[Object detection data]
--- begin ---
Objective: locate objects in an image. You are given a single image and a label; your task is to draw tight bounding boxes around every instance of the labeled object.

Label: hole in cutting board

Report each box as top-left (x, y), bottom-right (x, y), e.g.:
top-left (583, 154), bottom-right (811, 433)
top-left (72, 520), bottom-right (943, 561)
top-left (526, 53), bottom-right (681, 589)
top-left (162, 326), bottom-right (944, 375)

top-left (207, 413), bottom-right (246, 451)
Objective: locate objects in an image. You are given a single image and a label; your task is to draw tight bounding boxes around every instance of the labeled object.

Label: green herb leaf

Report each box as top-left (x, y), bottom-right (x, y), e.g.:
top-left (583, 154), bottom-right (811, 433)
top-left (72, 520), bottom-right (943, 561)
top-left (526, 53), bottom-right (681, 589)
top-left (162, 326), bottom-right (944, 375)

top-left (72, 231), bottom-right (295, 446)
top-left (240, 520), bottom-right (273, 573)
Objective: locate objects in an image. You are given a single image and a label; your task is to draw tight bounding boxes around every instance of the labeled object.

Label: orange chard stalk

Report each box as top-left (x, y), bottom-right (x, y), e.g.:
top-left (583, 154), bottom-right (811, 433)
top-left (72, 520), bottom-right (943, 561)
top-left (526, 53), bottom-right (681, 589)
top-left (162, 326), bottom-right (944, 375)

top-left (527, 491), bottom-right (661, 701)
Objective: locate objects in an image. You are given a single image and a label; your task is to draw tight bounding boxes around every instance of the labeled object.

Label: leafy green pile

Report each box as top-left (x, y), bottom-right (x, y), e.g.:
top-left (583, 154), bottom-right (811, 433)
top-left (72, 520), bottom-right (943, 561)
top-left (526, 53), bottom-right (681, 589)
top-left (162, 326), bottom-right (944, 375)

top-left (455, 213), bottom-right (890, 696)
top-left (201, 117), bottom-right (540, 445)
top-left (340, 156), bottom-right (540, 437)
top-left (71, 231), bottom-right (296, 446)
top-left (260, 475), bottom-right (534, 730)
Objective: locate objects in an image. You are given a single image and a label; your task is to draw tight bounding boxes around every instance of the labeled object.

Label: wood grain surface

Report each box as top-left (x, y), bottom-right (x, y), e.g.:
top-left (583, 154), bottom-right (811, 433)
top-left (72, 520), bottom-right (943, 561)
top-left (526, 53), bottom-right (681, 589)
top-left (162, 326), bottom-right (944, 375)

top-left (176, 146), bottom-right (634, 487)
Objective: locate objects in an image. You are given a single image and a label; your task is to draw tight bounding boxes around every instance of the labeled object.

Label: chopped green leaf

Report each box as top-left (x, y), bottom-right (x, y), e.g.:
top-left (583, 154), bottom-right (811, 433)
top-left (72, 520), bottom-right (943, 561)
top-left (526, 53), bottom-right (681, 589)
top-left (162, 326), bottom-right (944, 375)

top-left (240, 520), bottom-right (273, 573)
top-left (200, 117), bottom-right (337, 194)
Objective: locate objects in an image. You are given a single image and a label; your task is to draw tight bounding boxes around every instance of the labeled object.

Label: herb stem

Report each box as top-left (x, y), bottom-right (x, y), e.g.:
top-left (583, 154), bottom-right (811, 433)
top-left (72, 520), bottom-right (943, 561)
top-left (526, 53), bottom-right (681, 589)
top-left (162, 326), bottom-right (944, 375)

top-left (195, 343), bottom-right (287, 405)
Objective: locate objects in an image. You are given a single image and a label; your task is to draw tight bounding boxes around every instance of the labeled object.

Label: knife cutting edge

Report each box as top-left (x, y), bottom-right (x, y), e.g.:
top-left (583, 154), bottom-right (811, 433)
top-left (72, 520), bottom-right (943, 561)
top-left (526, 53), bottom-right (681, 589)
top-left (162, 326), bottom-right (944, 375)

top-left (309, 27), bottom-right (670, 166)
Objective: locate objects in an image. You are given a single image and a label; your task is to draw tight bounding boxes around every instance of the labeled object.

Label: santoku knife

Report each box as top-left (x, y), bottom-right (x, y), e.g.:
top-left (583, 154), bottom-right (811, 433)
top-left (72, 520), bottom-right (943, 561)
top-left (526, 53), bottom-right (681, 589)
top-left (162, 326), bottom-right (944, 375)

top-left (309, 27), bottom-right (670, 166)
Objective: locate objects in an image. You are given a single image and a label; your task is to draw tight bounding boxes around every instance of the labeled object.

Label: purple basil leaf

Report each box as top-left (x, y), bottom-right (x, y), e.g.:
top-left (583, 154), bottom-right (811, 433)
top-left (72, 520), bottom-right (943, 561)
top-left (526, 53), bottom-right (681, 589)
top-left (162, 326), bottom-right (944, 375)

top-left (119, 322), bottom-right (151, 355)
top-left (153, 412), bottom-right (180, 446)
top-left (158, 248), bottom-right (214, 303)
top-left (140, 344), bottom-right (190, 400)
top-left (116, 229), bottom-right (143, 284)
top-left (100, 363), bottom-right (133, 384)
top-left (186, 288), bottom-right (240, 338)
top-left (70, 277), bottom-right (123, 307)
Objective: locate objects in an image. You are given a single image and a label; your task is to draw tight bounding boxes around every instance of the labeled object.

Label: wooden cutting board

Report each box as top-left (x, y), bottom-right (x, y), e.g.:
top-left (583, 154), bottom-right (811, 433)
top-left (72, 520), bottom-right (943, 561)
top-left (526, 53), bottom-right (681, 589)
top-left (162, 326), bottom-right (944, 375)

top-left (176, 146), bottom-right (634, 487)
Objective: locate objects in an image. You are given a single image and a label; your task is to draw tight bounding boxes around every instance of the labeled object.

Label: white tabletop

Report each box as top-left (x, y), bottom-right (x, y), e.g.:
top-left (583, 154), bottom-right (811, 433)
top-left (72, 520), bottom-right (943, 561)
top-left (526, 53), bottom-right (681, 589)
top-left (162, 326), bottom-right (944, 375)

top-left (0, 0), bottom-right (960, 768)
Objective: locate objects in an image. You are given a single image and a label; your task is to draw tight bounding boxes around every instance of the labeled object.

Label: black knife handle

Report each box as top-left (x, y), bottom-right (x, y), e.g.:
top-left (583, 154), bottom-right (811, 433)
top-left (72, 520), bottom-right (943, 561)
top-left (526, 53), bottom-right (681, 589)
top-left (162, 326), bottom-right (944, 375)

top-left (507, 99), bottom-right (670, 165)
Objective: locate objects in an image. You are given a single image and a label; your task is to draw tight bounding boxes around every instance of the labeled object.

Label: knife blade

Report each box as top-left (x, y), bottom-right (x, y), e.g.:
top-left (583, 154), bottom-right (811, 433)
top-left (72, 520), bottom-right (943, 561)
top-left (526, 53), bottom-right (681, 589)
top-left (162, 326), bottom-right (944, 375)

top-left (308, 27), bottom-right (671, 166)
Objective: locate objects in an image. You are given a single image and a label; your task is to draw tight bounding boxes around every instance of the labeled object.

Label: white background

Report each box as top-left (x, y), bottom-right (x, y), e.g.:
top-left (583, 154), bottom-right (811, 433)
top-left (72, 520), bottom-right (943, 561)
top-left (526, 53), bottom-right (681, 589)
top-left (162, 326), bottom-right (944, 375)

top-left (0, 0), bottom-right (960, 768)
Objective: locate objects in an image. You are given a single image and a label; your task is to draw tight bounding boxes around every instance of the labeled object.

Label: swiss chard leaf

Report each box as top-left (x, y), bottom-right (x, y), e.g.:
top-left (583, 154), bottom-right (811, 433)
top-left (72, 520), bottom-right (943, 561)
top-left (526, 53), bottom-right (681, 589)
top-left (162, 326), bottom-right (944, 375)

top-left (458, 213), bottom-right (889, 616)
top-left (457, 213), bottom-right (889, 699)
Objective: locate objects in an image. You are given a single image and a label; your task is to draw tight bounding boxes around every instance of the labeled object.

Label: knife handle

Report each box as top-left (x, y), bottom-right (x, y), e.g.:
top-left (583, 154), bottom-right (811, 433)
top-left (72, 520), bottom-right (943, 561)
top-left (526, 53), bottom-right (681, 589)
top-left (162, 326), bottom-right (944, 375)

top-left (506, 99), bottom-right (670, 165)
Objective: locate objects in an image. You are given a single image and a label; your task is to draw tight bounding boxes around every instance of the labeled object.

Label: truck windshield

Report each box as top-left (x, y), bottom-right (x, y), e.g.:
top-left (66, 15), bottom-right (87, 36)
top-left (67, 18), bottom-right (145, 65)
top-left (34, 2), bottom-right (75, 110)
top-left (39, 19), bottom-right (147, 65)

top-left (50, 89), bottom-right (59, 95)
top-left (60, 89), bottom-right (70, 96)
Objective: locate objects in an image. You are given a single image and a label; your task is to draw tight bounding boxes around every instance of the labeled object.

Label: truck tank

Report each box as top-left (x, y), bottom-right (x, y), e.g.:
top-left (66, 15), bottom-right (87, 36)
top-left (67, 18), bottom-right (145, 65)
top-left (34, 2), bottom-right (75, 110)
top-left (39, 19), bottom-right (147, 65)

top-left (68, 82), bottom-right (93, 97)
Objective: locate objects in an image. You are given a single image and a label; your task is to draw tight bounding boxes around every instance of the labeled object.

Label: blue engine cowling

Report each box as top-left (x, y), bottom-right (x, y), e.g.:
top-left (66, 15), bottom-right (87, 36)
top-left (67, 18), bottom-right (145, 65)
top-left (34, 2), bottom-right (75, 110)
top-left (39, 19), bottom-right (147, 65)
--- end ---
Task brief
Please write out the data again, beginning at its first line and stopping after the line that contains "top-left (207, 413), bottom-right (246, 451)". Switch "cutting board" to "chopping board" and keep all else unchanged.

Answer
Objective: locate objects in an image. You are given a single image and a label; your task is to draw tight bounding boxes around every instance of the labeled object.

Label: hole in chopping board

Report each box as top-left (x, y), bottom-right (x, y), e.g.:
top-left (583, 154), bottom-right (811, 433)
top-left (72, 520), bottom-right (943, 561)
top-left (526, 53), bottom-right (681, 589)
top-left (162, 326), bottom-right (944, 375)

top-left (207, 413), bottom-right (246, 451)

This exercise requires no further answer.